* Exercise details
Where a line in the records below contains the string "plastic", tally it; give only the final number.

* Task data
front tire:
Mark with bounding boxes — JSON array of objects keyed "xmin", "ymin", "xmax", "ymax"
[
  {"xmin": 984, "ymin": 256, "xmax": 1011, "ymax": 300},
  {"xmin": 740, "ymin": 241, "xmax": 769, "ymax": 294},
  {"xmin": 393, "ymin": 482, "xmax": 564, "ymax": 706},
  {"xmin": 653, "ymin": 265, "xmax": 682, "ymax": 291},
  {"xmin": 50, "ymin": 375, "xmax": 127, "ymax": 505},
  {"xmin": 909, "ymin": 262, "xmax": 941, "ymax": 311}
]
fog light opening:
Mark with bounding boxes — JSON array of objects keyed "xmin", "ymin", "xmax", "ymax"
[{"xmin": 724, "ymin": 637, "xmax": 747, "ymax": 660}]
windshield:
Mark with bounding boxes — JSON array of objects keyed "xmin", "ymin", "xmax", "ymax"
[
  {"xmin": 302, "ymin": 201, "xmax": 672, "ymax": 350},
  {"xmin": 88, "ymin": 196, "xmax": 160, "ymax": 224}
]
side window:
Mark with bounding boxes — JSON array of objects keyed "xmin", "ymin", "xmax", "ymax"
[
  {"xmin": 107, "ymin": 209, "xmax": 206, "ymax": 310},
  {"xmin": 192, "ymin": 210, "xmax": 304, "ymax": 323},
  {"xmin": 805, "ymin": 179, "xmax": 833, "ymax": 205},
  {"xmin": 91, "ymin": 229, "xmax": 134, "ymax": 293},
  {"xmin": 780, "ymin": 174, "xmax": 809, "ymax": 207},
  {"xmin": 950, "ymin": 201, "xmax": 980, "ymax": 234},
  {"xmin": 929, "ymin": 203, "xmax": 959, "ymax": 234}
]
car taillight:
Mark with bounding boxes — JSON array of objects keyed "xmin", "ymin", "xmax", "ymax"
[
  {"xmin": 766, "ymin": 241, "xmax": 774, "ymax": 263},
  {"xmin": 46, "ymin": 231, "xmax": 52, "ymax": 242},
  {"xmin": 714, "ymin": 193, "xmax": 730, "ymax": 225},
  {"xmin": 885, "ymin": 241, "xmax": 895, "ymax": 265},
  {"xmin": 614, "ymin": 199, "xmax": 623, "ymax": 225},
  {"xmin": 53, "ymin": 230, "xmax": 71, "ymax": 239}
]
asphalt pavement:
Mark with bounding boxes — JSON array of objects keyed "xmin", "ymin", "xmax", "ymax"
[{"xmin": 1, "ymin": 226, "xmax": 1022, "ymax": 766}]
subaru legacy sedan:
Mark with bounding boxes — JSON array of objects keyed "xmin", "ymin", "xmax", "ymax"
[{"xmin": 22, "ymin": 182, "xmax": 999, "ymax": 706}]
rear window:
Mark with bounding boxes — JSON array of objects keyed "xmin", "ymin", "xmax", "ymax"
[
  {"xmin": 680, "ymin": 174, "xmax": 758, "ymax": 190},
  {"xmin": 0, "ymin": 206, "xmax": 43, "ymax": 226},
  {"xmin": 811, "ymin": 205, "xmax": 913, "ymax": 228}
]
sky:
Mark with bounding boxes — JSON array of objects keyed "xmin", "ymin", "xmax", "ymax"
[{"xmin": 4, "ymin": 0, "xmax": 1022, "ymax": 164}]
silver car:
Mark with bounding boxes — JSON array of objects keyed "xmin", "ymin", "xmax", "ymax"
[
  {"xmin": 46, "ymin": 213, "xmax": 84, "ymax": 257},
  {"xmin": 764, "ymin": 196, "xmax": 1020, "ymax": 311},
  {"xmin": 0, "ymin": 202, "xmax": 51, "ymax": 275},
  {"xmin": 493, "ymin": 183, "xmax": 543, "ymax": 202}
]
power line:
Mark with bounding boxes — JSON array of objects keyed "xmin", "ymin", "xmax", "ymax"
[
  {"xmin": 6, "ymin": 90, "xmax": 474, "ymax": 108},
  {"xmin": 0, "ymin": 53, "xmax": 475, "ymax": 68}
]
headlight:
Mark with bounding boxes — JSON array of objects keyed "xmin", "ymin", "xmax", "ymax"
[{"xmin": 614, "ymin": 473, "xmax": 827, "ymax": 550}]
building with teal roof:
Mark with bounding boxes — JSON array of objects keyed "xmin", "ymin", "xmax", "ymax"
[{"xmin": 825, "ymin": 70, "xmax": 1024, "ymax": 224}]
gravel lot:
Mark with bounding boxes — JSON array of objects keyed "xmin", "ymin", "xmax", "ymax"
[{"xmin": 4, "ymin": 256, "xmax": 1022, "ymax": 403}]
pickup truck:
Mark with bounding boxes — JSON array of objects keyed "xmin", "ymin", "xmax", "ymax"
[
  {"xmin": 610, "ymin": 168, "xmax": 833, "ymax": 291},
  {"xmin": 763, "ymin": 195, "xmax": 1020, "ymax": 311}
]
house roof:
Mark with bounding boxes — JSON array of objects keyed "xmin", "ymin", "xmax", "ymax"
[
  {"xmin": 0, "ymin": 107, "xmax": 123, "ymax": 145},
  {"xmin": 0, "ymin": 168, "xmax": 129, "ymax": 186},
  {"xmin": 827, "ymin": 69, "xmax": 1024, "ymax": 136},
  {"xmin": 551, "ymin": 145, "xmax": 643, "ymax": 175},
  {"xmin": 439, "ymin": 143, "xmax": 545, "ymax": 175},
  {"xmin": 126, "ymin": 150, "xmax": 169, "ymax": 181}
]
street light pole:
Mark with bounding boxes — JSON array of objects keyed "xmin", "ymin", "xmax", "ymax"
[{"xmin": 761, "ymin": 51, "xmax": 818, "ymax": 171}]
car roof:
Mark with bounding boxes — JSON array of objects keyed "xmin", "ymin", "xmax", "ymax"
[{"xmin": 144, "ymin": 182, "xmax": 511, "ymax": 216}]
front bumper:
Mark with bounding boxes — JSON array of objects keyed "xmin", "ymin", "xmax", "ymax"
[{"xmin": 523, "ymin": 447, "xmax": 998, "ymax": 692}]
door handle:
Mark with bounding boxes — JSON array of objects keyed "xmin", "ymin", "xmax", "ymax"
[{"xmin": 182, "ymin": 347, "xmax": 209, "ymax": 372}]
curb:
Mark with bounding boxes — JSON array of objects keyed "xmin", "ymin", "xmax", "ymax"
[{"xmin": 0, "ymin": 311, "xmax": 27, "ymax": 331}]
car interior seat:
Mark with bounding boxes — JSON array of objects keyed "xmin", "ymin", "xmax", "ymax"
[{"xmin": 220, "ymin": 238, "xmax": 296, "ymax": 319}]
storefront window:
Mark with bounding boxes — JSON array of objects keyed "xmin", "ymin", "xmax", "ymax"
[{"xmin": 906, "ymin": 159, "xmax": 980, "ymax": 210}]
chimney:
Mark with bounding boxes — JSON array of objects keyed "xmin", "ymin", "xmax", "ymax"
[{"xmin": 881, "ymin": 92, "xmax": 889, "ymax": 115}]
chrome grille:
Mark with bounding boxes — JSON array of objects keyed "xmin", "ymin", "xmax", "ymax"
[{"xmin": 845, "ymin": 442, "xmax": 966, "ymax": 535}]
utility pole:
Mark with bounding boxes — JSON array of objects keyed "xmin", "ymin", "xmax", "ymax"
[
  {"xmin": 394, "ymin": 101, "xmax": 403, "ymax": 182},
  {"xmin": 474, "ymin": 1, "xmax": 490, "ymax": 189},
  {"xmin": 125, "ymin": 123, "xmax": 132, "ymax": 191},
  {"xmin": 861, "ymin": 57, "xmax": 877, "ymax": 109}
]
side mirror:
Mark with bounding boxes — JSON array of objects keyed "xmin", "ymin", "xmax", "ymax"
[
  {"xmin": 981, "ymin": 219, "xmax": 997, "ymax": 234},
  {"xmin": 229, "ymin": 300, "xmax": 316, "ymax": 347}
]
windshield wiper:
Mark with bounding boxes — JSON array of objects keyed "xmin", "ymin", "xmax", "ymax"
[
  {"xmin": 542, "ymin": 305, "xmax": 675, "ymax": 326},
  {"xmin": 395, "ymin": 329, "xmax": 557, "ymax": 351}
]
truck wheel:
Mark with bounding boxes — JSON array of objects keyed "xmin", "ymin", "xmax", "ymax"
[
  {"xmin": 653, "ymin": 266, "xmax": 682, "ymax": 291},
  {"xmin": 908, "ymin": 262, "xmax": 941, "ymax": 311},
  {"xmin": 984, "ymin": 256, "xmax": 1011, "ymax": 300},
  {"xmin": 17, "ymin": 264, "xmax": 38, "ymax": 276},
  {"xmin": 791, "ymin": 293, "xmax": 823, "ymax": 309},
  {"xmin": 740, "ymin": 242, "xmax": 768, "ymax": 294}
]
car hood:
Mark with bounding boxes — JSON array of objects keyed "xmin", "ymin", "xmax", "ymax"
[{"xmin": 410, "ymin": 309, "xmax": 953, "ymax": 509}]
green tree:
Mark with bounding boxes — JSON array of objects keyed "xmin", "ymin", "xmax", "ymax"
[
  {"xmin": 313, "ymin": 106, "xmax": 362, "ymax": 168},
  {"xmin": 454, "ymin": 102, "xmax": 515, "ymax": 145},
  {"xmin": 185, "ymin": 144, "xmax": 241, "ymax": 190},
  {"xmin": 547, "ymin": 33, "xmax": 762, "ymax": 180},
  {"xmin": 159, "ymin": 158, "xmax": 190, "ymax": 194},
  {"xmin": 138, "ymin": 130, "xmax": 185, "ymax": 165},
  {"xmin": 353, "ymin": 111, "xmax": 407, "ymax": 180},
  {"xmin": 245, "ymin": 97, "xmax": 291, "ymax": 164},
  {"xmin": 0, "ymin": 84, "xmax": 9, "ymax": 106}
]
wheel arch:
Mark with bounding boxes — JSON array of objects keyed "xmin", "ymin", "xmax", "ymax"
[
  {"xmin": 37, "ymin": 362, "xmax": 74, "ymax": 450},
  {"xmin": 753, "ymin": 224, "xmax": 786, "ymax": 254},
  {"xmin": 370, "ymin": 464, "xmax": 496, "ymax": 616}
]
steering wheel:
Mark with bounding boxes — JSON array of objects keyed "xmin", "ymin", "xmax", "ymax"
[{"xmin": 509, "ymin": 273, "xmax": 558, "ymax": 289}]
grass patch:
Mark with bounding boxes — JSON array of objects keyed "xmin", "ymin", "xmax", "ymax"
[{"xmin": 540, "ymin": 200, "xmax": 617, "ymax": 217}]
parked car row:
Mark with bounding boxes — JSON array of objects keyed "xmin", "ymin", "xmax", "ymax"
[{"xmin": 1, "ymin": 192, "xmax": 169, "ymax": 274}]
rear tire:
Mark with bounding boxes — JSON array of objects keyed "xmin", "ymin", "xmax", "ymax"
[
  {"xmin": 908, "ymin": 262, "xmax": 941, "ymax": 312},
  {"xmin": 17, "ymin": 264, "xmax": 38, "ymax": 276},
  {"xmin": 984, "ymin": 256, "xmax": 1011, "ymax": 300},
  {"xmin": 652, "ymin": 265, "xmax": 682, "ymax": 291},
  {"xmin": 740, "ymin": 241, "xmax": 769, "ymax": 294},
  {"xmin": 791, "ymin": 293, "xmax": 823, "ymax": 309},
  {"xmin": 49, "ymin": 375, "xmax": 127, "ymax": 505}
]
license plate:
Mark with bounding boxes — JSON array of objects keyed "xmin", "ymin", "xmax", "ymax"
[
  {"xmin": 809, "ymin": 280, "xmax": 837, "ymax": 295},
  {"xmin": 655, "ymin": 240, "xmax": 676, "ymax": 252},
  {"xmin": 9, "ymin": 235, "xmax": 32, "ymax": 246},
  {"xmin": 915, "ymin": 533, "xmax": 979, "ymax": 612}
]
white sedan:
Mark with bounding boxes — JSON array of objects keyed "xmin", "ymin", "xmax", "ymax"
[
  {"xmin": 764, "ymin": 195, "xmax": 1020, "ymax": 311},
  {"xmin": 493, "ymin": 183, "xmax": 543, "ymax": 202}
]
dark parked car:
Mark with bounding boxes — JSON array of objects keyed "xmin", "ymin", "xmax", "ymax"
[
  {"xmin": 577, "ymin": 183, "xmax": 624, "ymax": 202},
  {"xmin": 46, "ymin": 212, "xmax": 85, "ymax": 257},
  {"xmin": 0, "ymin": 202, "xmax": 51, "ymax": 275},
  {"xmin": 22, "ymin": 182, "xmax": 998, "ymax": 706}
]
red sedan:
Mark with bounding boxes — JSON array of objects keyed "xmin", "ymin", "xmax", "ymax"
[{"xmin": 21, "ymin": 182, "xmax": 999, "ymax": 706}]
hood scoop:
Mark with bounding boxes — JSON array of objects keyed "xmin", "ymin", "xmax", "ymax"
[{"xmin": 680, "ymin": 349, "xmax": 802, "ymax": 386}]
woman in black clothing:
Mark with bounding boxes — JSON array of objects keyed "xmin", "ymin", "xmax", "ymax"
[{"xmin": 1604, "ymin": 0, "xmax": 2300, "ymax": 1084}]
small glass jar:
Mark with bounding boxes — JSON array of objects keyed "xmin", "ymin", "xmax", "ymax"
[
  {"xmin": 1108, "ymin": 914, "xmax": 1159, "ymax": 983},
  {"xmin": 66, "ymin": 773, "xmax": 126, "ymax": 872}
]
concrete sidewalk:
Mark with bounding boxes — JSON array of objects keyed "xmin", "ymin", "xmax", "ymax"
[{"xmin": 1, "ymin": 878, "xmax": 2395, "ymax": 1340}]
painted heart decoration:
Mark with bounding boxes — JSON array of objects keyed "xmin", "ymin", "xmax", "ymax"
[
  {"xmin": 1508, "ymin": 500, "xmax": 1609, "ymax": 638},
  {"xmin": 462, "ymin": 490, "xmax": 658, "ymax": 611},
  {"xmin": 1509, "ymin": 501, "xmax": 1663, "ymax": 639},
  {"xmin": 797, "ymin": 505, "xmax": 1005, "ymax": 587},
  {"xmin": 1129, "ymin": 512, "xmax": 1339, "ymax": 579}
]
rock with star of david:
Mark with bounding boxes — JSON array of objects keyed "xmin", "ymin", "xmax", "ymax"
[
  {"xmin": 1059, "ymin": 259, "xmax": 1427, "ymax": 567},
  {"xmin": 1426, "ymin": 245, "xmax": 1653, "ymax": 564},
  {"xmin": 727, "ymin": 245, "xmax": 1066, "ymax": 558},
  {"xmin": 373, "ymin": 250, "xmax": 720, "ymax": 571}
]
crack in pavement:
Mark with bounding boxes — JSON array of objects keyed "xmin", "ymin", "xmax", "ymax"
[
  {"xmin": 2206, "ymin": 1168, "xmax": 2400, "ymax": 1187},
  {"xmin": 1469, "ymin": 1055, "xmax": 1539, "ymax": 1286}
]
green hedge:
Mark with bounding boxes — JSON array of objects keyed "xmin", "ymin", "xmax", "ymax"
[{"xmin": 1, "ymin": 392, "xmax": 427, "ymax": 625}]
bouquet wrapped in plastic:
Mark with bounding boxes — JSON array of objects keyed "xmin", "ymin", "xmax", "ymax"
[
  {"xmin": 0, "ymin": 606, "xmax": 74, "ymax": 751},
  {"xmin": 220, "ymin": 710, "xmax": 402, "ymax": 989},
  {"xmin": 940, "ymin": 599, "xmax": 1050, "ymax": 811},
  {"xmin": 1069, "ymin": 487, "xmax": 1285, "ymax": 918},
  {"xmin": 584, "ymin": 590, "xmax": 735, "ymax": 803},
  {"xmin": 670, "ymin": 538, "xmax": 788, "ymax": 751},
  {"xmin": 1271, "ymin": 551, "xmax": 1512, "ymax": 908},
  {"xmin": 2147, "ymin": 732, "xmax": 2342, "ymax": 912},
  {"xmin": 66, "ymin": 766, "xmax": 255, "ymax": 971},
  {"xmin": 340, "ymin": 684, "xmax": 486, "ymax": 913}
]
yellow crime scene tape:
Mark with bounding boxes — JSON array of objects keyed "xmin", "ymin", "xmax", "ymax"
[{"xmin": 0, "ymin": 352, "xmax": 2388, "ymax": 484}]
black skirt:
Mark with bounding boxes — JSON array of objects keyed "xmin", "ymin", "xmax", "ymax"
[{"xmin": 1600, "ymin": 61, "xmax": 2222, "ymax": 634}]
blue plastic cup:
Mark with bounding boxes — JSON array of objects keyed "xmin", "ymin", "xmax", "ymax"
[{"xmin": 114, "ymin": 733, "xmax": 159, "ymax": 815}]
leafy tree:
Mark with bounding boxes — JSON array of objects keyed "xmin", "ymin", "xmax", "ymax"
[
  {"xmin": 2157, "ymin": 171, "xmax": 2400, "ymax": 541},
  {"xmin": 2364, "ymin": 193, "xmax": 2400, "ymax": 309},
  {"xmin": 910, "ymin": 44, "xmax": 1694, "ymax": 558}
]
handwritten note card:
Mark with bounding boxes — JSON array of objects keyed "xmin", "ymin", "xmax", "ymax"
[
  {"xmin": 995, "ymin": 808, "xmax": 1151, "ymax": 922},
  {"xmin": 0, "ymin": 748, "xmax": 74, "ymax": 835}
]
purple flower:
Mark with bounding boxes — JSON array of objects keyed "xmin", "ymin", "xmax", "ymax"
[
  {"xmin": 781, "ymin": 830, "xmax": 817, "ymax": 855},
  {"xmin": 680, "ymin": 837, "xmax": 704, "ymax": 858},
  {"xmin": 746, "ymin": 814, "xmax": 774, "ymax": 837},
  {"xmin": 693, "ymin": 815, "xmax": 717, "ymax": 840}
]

* Answer box
2